#### [TRECHO DE ORIGEM]
==================================================

Prefeitura atribui aos bens valores muito superiores àqueles desembolsados nas transações imobiliárias

Publicado quarta-feira, 20 de abril de 2022 às 00:00 h | Autor: Rodrigo Aguiar
ITIV é pago pelo comprador em toda transmissão de bens imóveis
ITIV é pago pelo comprador em toda transmissão de bens imóveis -

Além das recorrentes queixas relacionadas à cobrança do IPTU, contribuintes soteropolitanos acumulam mais protestos contra o Fisco municipal depois do susto levado quando compram algum imóvel, pela prática da prefeitura de arbitrar a base de cálculo do ITIV, atribuindo aos imóveis valores muito superiores àqueles desembolsados na transação imobiliária. O imposto é pago pelo comprador em toda transmissão de bens imóveis entre vivos, em uma taxa de 3%.

==================================================

#### [DADOS]
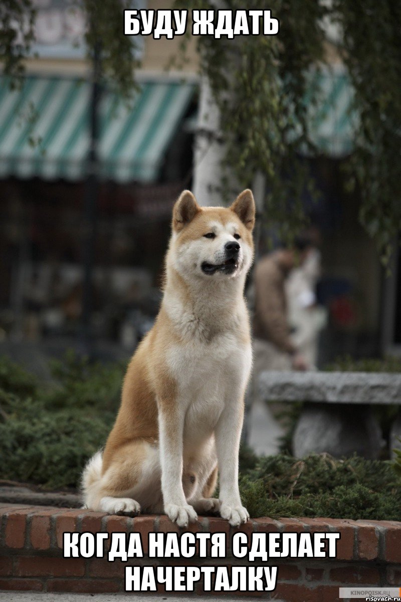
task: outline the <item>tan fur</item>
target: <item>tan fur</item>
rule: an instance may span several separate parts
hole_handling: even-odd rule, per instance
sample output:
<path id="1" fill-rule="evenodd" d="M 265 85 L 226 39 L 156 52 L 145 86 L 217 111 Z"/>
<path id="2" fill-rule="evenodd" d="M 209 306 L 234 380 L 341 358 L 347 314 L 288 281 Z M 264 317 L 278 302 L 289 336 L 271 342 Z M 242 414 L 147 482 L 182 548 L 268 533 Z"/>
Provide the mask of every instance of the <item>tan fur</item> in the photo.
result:
<path id="1" fill-rule="evenodd" d="M 240 349 L 246 349 L 249 355 L 250 334 L 243 299 L 243 288 L 253 252 L 251 232 L 254 222 L 254 205 L 249 191 L 242 193 L 228 209 L 201 208 L 188 191 L 183 193 L 176 203 L 172 220 L 173 235 L 165 261 L 166 277 L 162 306 L 153 327 L 141 342 L 128 365 L 120 411 L 103 456 L 94 458 L 84 474 L 83 487 L 86 503 L 90 507 L 95 510 L 105 509 L 107 512 L 132 512 L 138 511 L 141 504 L 143 509 L 161 511 L 162 494 L 160 485 L 156 486 L 156 482 L 160 483 L 162 473 L 160 462 L 162 467 L 164 465 L 159 446 L 167 445 L 165 448 L 169 450 L 169 453 L 171 450 L 172 457 L 177 459 L 174 462 L 179 461 L 179 449 L 182 449 L 180 471 L 176 464 L 171 464 L 171 459 L 165 470 L 176 470 L 177 474 L 181 474 L 185 498 L 194 497 L 194 506 L 198 511 L 212 507 L 214 509 L 218 508 L 218 500 L 201 498 L 211 498 L 217 480 L 213 425 L 211 424 L 209 432 L 207 426 L 203 424 L 202 428 L 206 429 L 204 435 L 197 441 L 197 429 L 194 430 L 196 422 L 194 424 L 193 423 L 199 419 L 197 418 L 198 415 L 200 417 L 204 412 L 206 412 L 205 417 L 210 414 L 213 416 L 213 412 L 216 413 L 215 421 L 218 420 L 224 406 L 219 409 L 219 407 L 213 409 L 211 406 L 209 411 L 206 407 L 203 409 L 203 406 L 198 407 L 195 404 L 193 406 L 189 405 L 188 409 L 185 409 L 182 397 L 183 391 L 186 390 L 183 387 L 189 386 L 185 384 L 187 379 L 189 382 L 192 382 L 191 379 L 193 380 L 194 384 L 188 390 L 192 392 L 191 394 L 194 396 L 194 399 L 197 394 L 197 388 L 203 386 L 204 382 L 207 384 L 206 377 L 204 379 L 201 376 L 201 370 L 206 369 L 202 367 L 201 363 L 204 358 L 207 359 L 209 349 L 213 354 L 217 353 L 218 358 L 218 346 L 216 346 L 221 344 L 219 341 L 227 341 L 224 344 L 228 345 L 232 340 L 230 344 L 239 346 Z M 246 263 L 243 269 L 240 266 L 238 268 L 238 276 L 236 272 L 232 278 L 219 275 L 205 276 L 199 266 L 195 265 L 197 261 L 196 252 L 186 251 L 187 249 L 192 249 L 195 244 L 198 246 L 201 252 L 207 253 L 209 242 L 205 240 L 204 234 L 210 231 L 210 228 L 215 227 L 213 224 L 219 229 L 219 232 L 221 230 L 223 234 L 225 232 L 224 235 L 227 240 L 234 240 L 234 230 L 240 236 L 241 247 L 245 253 L 243 261 L 246 259 Z M 215 244 L 218 245 L 218 241 Z M 210 248 L 214 248 L 212 244 L 210 246 Z M 191 273 L 189 276 L 187 273 L 189 252 L 194 253 L 194 270 L 196 273 L 200 273 L 199 285 L 196 278 L 194 280 Z M 216 253 L 218 255 L 219 252 L 218 248 Z M 180 262 L 183 262 L 185 268 Z M 203 282 L 204 285 L 202 284 Z M 179 353 L 180 349 L 183 350 L 183 357 L 186 353 L 188 359 L 187 364 L 179 368 L 181 361 Z M 204 349 L 204 352 L 202 352 L 199 359 L 197 359 L 200 349 Z M 230 358 L 230 353 L 225 347 L 222 348 L 223 352 L 228 354 L 228 359 Z M 236 353 L 240 356 L 239 352 Z M 213 370 L 213 365 L 215 361 L 210 359 L 210 370 Z M 227 365 L 227 374 L 230 370 L 235 369 L 235 365 L 230 367 Z M 197 376 L 197 370 L 201 371 Z M 237 403 L 236 401 L 235 417 L 231 422 L 238 444 L 238 433 L 242 422 L 243 396 L 248 371 L 246 368 L 244 376 L 241 377 L 242 384 L 239 385 L 238 393 L 235 394 L 239 399 Z M 199 380 L 198 384 L 197 378 Z M 225 386 L 231 386 L 232 380 L 233 378 L 230 377 Z M 217 386 L 219 386 L 218 383 Z M 207 403 L 208 394 L 206 394 L 204 405 Z M 188 403 L 190 403 L 190 400 Z M 179 434 L 180 424 L 183 428 L 183 435 L 182 432 Z M 164 434 L 161 442 L 161 427 Z M 187 436 L 187 431 L 193 434 L 188 434 Z M 183 437 L 182 443 L 177 441 L 177 437 L 180 436 Z M 234 453 L 237 453 L 237 450 Z M 162 454 L 160 459 L 159 453 Z M 233 474 L 235 474 L 235 470 Z M 173 477 L 171 479 L 174 480 Z M 168 486 L 174 489 L 171 479 Z M 150 482 L 152 479 L 155 482 Z M 235 486 L 237 489 L 237 485 Z M 177 494 L 179 497 L 179 491 Z M 172 495 L 167 492 L 167 489 L 163 491 L 165 498 L 171 497 Z M 237 506 L 237 494 L 234 497 Z M 121 503 L 118 500 L 114 503 L 114 498 L 122 498 Z M 132 498 L 137 500 L 133 502 L 136 506 L 130 504 Z M 167 501 L 165 498 L 165 508 Z M 193 514 L 188 509 L 191 506 L 185 506 L 185 501 L 181 503 L 184 504 L 182 506 L 174 505 L 177 503 L 174 501 L 173 506 L 170 503 L 170 506 L 173 509 L 170 512 L 166 510 L 173 520 L 176 520 L 179 524 L 185 524 L 188 517 L 189 520 L 193 520 Z M 178 510 L 174 509 L 176 507 Z M 186 509 L 184 510 L 184 508 Z M 238 512 L 240 518 L 232 518 L 233 510 L 230 514 L 230 521 L 243 521 L 245 515 L 241 514 L 239 510 Z M 176 519 L 174 518 L 174 512 L 177 514 Z M 231 524 L 236 523 L 231 522 Z"/>

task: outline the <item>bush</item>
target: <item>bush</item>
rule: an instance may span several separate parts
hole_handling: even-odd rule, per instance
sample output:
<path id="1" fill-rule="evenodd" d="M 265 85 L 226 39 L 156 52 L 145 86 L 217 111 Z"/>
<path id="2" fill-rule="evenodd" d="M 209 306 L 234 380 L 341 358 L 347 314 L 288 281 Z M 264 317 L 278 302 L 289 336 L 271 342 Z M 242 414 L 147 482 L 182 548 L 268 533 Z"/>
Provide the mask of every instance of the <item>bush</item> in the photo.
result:
<path id="1" fill-rule="evenodd" d="M 44 385 L 0 358 L 1 478 L 44 488 L 76 487 L 102 447 L 118 405 L 124 367 L 89 364 L 69 353 Z M 401 458 L 401 456 L 400 456 Z M 240 453 L 240 489 L 251 516 L 322 516 L 401 520 L 400 460 L 302 460 Z"/>
<path id="2" fill-rule="evenodd" d="M 253 517 L 401 520 L 401 482 L 389 461 L 280 455 L 242 473 L 242 501 Z"/>
<path id="3" fill-rule="evenodd" d="M 54 382 L 39 386 L 0 358 L 0 476 L 44 488 L 76 487 L 113 425 L 124 368 L 69 352 L 51 369 Z"/>

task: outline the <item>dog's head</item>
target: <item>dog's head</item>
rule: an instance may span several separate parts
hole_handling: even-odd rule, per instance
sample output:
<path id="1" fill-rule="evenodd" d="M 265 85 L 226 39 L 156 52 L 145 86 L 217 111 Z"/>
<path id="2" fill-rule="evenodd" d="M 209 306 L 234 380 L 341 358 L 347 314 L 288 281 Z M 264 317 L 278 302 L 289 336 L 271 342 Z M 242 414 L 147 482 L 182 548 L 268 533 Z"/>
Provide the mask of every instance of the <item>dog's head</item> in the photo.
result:
<path id="1" fill-rule="evenodd" d="M 170 252 L 176 269 L 186 280 L 236 278 L 253 258 L 255 203 L 244 190 L 228 208 L 201 207 L 184 190 L 173 210 Z"/>

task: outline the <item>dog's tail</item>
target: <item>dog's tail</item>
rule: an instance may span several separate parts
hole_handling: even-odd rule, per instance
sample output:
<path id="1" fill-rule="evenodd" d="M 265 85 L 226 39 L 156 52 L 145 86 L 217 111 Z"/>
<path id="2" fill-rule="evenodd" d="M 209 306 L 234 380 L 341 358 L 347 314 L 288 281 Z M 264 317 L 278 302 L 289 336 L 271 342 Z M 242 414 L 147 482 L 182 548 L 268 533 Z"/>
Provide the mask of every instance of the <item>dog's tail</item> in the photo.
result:
<path id="1" fill-rule="evenodd" d="M 92 456 L 84 468 L 81 480 L 81 491 L 84 507 L 94 509 L 93 507 L 93 497 L 102 478 L 102 452 L 99 451 Z"/>

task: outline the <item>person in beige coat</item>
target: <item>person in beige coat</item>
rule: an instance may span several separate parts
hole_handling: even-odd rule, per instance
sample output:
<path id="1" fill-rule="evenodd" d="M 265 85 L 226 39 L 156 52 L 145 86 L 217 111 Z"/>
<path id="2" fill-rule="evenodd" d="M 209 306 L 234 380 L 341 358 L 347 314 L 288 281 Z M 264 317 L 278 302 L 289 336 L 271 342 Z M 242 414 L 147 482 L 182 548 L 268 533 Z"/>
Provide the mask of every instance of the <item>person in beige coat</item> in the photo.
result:
<path id="1" fill-rule="evenodd" d="M 263 257 L 254 275 L 254 372 L 264 370 L 307 370 L 307 361 L 292 340 L 286 282 L 292 270 L 302 265 L 312 249 L 307 237 L 294 249 L 281 248 Z"/>

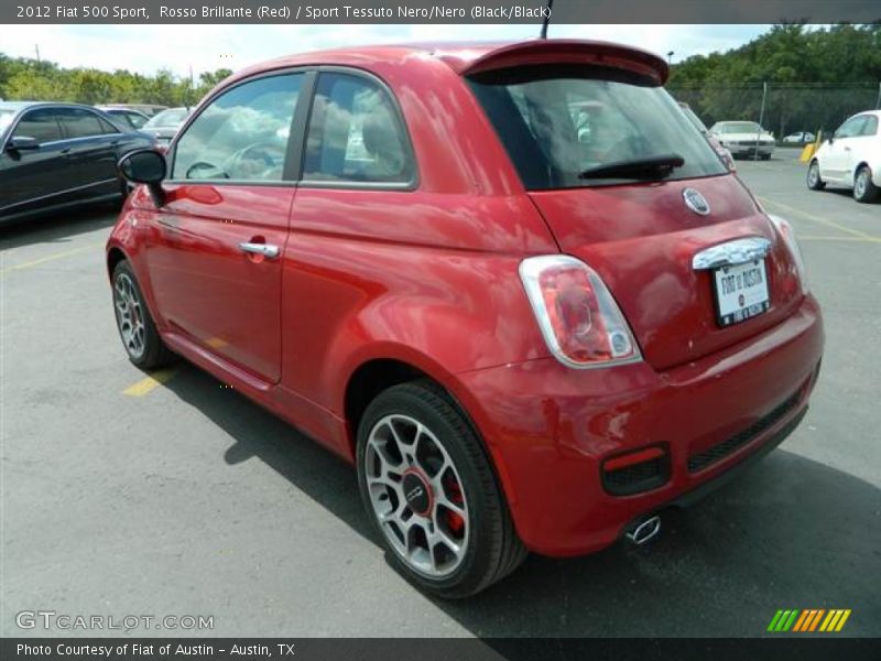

==================================================

#### [OBJETIVO]
Reescreva a parte do texto sobre o ITIV começando em "Além das recorrentes" e terminando em "taxa de 3%.", com "protestos" substituído por "reclamações". Os registros não são necessários para esta atividade.

#### [RESPOSTA]
Além das recorrentes queixas relacionadas à cobrança do IPTU, contribuintes soteropolitanos acumulam mais reclamações contra o Fisco municipal depois do susto levado quando compram algum imóvel, pela prática da prefeitura de arbitrar a base de cálculo do ITIV, atribuindo aos imóveis valores muito superiores àqueles desembolsados na transação imobiliária. O imposto é pago pelo comprador em toda transmissão de bens imóveis entre vivos, em uma taxa de 3%.